## PROVIDED PASSAGE:
++++++++++++++++++++

Using Light to Edit the Molecular Skeleton of Pyridines

Using Light to Edit the Molecular Skeleton of Pyridines

Author: ChemistryViews

In organic synthesis, the core carbon skeleton of a target compound is often prepared first, followed by transformations at the periphery of the molecule and functionalization reactions. “Editing” the skeleton of a compound in later stages could be useful. Skeletal editing could be helpful, for example, in drug discovery to tune the biological properties of a drug candidate.

K. N. Houk, University of California, Los Angeles, USA, Ke Zheng, Sichuan University, Chengdu, China, and colleagues have developed a one-pot photochemical skeletal editing protocol for the transformation of pyridines into bicyclic pyrazolines, pyrazoles, or 1,2-diazepines. The approach allows for the selective removal of specific carbon atoms from the pyridine skeleton, can be used in flow chemistry systems, and enables the late-stage modification of drug-like compounds. The team used different pyridinium salts (cation pictured, R = Bz) and irradiated them with LED light, first at 365 nm and then at 420 nm, in dichloromethane at room temperature under a nitrogen atmosphere.

++++++++++++++++++++

## RECORD SET:

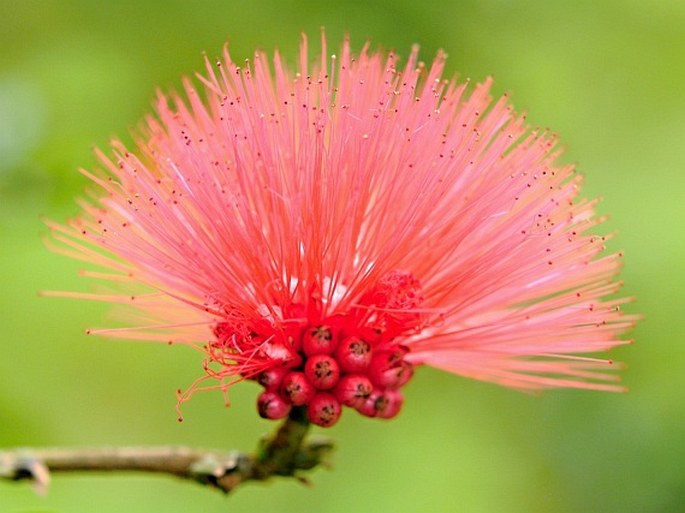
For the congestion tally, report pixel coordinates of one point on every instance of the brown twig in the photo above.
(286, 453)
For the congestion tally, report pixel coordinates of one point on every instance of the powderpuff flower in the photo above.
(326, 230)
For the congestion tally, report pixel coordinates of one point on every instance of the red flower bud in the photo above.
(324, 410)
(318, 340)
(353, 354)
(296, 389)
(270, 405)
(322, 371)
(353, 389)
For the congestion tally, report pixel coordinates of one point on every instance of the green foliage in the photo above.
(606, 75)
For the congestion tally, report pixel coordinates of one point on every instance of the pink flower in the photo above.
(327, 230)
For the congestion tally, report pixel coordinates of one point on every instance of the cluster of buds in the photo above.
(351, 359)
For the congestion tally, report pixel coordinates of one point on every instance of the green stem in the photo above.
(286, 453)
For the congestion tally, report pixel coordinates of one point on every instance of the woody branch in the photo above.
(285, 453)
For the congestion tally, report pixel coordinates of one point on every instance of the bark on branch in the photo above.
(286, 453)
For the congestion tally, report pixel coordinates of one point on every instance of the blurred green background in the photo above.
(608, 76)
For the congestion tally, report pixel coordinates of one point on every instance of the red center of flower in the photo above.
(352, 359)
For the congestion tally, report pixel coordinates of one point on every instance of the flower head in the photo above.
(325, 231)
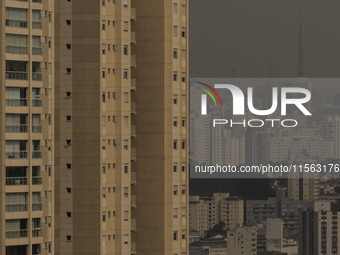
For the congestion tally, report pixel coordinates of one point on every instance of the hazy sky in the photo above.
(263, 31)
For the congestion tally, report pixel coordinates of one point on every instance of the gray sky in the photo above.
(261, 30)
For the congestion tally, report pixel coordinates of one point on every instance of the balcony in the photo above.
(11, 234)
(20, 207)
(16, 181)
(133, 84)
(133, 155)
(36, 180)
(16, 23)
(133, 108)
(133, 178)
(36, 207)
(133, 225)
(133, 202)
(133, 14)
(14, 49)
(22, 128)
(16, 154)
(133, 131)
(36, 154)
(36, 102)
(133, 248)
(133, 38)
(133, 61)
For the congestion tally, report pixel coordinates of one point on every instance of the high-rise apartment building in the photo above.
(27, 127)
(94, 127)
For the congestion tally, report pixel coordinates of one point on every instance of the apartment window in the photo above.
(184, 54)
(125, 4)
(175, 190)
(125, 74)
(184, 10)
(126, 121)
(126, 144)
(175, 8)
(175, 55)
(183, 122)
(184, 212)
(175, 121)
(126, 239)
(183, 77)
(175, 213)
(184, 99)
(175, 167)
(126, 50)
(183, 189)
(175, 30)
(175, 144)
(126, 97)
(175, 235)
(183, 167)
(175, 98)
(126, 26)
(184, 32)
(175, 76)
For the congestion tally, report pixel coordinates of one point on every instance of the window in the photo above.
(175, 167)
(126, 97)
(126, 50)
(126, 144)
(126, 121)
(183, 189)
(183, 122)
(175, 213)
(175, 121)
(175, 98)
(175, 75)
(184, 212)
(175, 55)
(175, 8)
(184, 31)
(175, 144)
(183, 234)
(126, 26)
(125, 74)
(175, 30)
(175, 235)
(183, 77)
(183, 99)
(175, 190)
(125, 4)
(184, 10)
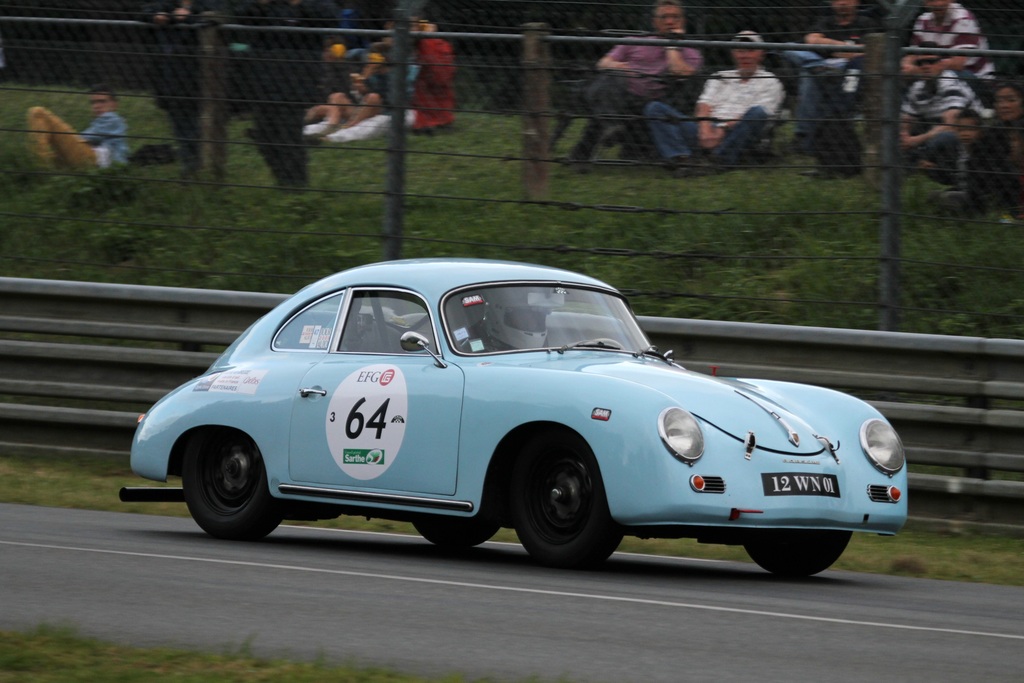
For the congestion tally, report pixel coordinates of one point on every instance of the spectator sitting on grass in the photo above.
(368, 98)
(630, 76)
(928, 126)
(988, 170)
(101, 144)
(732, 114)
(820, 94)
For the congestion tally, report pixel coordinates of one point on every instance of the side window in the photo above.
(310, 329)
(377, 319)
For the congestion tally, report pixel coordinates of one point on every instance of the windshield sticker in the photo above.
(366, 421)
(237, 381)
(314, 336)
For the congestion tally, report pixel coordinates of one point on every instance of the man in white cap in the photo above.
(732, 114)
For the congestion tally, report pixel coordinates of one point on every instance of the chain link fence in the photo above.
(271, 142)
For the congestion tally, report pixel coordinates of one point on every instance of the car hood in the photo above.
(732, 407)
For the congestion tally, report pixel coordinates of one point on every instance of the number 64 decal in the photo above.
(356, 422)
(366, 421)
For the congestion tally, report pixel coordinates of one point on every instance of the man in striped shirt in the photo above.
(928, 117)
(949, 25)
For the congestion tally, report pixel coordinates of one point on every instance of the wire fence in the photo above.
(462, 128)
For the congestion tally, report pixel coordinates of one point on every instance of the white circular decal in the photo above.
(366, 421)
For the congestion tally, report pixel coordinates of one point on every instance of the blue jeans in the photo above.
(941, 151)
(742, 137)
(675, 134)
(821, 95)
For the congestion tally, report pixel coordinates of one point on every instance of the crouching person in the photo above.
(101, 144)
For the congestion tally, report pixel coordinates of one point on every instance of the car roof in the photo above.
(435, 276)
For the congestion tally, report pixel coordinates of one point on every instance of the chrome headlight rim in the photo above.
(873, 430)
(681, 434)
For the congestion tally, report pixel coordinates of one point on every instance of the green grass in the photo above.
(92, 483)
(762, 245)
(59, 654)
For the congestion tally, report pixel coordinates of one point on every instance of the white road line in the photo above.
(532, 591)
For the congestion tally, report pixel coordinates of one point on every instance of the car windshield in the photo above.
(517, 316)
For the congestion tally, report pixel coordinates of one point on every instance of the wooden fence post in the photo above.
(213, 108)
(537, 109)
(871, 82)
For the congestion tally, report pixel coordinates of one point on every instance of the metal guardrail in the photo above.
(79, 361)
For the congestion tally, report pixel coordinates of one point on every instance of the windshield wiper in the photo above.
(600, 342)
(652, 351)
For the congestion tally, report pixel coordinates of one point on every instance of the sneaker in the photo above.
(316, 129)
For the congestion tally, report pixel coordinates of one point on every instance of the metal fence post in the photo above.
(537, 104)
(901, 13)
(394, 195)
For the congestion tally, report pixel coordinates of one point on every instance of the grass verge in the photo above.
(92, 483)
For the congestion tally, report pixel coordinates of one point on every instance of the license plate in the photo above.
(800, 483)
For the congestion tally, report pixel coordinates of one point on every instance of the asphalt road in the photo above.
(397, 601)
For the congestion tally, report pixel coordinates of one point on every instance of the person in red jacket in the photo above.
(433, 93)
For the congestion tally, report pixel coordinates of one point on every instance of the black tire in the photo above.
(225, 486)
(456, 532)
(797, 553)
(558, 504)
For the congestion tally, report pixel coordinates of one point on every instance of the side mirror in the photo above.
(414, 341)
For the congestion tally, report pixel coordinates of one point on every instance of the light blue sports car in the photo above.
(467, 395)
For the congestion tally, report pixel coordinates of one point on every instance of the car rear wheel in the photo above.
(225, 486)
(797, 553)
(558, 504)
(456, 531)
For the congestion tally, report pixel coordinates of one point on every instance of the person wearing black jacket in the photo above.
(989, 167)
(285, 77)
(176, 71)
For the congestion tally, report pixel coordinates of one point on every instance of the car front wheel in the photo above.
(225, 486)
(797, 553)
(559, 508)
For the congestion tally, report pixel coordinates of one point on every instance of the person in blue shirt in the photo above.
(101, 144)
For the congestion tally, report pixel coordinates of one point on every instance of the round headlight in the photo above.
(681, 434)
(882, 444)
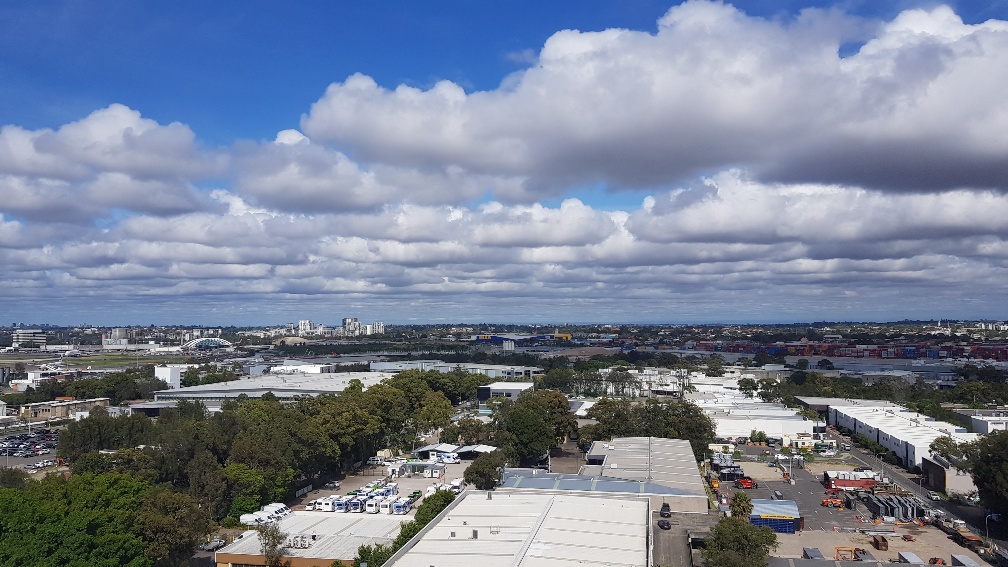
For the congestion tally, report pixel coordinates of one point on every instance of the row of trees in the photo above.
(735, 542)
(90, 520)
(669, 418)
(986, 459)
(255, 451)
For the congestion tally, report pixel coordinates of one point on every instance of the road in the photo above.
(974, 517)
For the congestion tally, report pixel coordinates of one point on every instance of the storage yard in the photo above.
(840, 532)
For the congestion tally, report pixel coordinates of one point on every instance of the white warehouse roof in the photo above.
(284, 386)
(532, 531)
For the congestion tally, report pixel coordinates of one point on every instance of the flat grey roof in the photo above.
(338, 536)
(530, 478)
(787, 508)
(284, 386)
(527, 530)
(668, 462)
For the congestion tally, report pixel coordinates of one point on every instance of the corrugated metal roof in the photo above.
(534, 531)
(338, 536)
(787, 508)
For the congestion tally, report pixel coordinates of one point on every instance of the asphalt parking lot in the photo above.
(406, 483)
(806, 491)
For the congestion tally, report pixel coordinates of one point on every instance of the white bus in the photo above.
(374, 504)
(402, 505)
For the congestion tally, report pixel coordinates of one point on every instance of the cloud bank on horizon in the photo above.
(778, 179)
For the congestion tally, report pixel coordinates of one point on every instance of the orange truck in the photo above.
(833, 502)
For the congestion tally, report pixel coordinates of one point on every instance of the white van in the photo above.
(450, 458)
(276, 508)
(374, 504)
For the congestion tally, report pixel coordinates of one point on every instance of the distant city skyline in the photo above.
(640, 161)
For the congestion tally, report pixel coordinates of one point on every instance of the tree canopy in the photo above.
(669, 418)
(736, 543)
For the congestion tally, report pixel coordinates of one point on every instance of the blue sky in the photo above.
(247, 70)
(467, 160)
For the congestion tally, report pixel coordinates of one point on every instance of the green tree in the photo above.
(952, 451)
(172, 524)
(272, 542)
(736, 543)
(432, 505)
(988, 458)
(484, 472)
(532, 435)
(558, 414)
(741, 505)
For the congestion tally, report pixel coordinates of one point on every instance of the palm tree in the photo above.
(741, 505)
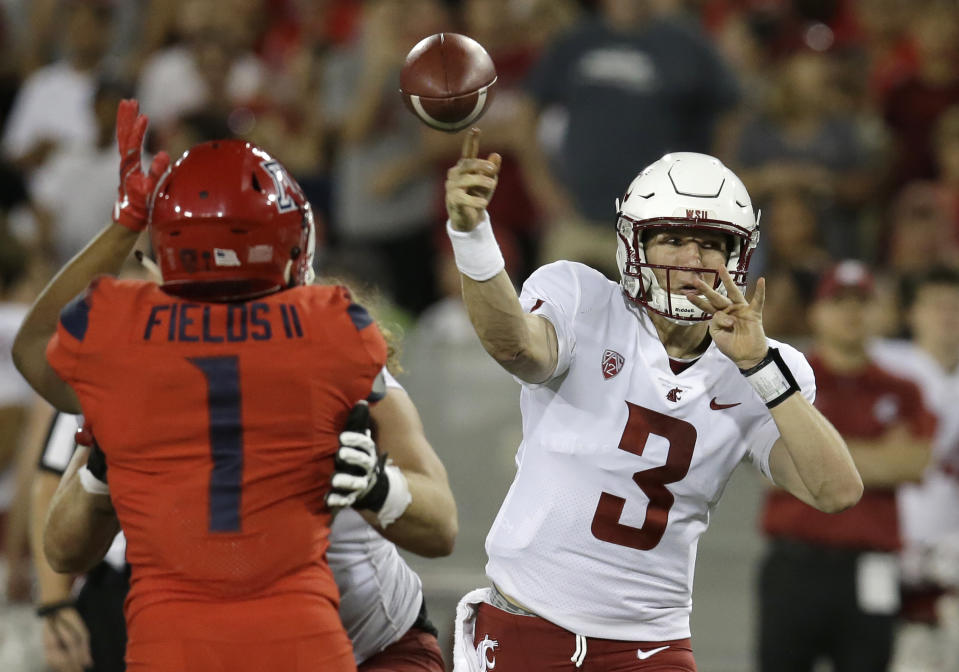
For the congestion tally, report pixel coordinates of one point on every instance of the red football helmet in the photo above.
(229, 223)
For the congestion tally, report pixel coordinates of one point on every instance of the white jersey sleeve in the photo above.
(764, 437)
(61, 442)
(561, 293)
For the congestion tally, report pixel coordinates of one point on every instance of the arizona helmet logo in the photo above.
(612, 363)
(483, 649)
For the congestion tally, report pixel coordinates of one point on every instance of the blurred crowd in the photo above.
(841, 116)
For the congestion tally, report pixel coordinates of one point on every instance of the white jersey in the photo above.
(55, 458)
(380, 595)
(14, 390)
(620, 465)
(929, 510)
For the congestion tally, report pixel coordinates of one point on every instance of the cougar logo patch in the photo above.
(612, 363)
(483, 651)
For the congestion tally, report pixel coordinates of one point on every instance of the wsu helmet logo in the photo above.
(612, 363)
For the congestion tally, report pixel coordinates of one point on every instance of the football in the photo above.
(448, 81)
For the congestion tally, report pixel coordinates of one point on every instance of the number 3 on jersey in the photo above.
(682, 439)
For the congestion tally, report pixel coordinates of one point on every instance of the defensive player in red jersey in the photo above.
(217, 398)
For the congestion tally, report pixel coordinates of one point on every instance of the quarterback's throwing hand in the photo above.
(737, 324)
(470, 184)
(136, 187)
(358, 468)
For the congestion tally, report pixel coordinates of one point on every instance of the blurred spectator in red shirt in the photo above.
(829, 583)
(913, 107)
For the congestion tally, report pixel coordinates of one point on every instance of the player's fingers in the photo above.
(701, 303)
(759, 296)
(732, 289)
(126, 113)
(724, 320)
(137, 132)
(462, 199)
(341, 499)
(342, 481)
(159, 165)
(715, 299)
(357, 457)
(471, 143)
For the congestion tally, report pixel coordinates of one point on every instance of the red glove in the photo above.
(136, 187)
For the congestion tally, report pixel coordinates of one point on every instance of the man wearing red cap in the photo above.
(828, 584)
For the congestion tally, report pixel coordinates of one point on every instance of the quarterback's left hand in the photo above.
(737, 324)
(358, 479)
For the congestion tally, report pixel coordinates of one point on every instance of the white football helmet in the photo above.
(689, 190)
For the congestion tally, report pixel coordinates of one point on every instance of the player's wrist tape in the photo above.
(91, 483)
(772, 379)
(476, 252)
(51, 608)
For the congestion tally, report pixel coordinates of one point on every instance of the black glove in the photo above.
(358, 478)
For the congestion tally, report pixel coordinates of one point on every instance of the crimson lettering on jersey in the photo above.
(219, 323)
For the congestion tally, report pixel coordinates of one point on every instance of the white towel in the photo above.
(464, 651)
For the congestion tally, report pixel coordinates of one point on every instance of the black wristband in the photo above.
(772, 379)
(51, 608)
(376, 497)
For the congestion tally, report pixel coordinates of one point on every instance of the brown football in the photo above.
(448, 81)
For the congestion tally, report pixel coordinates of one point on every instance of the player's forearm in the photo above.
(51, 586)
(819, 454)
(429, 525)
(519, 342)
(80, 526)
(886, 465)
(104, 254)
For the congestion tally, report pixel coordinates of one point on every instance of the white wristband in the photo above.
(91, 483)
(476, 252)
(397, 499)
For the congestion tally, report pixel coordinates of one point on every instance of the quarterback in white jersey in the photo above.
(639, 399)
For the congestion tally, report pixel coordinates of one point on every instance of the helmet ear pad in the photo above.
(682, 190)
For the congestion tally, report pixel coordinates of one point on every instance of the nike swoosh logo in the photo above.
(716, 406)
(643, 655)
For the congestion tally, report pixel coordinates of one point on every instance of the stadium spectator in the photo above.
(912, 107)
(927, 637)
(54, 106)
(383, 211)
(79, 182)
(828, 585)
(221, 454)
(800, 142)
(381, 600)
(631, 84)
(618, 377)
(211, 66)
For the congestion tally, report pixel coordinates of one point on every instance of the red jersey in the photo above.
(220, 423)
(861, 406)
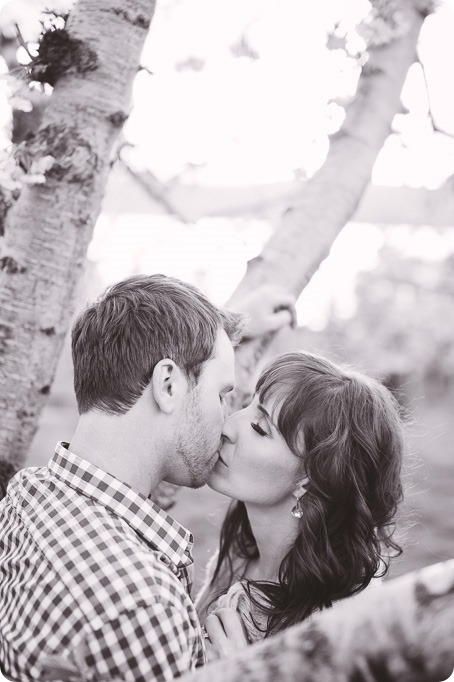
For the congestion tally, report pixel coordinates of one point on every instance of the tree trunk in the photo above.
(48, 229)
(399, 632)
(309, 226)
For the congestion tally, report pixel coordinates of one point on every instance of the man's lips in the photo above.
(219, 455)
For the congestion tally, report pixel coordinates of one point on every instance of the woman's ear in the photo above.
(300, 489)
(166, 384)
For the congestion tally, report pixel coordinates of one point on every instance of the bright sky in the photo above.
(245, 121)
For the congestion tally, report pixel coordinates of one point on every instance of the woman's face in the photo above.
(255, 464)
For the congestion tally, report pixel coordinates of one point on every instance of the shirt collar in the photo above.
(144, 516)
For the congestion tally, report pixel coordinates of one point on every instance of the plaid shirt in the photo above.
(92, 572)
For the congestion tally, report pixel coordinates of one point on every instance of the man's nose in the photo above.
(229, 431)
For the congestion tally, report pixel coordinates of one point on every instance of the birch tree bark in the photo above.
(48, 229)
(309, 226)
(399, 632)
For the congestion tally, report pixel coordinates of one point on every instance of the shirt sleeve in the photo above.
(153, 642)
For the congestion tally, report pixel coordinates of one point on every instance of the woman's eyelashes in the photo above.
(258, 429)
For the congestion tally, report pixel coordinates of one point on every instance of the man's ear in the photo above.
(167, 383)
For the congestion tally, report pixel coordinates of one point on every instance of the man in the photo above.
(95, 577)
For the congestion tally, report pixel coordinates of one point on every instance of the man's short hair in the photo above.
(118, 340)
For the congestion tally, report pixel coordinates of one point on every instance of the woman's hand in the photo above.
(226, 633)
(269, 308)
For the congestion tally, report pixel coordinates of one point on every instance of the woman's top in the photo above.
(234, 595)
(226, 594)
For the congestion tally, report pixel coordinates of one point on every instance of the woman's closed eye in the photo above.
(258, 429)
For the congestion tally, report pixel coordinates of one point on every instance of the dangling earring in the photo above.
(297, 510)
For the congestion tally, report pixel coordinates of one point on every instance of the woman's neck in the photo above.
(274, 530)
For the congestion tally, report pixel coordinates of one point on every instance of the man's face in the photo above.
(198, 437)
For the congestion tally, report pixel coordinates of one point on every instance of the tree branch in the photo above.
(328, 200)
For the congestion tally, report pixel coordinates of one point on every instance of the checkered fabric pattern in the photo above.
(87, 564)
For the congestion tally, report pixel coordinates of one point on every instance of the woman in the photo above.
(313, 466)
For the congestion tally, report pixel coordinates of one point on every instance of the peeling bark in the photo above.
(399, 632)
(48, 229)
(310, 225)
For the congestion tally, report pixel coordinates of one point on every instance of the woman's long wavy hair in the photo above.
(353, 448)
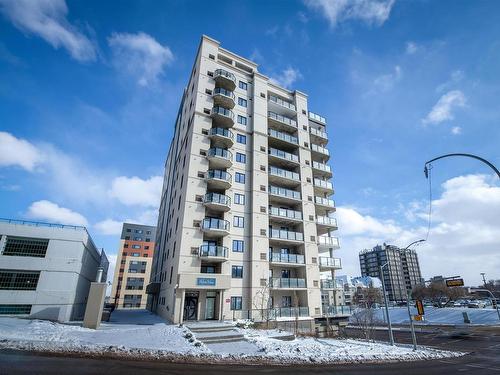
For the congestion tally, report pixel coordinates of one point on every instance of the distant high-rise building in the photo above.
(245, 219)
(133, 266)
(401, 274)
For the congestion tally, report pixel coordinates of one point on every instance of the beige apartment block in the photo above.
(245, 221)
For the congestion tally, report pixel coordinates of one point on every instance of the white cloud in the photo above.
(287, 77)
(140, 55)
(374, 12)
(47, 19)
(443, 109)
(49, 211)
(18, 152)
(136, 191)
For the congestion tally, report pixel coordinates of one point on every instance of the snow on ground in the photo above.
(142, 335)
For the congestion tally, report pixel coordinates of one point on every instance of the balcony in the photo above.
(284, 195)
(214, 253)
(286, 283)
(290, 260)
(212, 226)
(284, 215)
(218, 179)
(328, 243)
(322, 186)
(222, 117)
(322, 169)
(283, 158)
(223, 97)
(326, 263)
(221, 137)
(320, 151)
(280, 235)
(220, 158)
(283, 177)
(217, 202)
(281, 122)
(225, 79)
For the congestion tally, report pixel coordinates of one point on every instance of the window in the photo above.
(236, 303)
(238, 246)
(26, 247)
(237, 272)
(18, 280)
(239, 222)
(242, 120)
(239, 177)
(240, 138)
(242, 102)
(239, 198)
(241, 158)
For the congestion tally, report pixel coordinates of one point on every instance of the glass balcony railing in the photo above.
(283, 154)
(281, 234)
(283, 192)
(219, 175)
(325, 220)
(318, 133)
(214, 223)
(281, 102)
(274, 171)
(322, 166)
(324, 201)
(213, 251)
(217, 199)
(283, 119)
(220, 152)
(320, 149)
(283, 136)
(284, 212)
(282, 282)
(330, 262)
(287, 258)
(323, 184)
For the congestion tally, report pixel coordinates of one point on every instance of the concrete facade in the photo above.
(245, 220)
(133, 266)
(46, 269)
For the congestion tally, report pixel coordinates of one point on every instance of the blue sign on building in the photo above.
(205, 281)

++++++++++++++++++++

## WHAT THIS EXERCISE ASKS:
1. Translate this sentence from the article on light-driven editing of pyridine skeletons into German: "Skeletal editing could be helpful, for example, in drug discovery to tune the biological properties of a drug candidate."
2. Go on with the article on light-driven editing of pyridine skeletons for one more paragraph, starting right after its final sentence.

## TASK-BY-TASK ANSWERS:
1. Skeletteditierung könnte beispielsweise in der Wirkstoffforschung hilfreich sein, um die biologischen Eigenschaften eines Wirkstoffkandidaten gezielt abzustimmen.

2.
The researchers observed the formation of bicyclic pyrazoline products (pictured above on the left) in moderate to high yields. The reaction proceeds via ring-expanded 1,2-diazepine intermediates (pictured above on the right), which could be isolated when only the 365 nm LED light was used. When the bicyclic pyrazolines were again subjected to 365 nm light in the presence of xanthone as a catalyst, they underwent selective two-carbon deletions to give pyrazoles (pictured above in the bottom row). The 1,2-diazepines could also be converted to pyrazoles by selectively “deleting” specific carbons in the presence of toluenesulfonic acid (TsOH), complementing the selectivity of the deletion via bicyclic pyrazolines.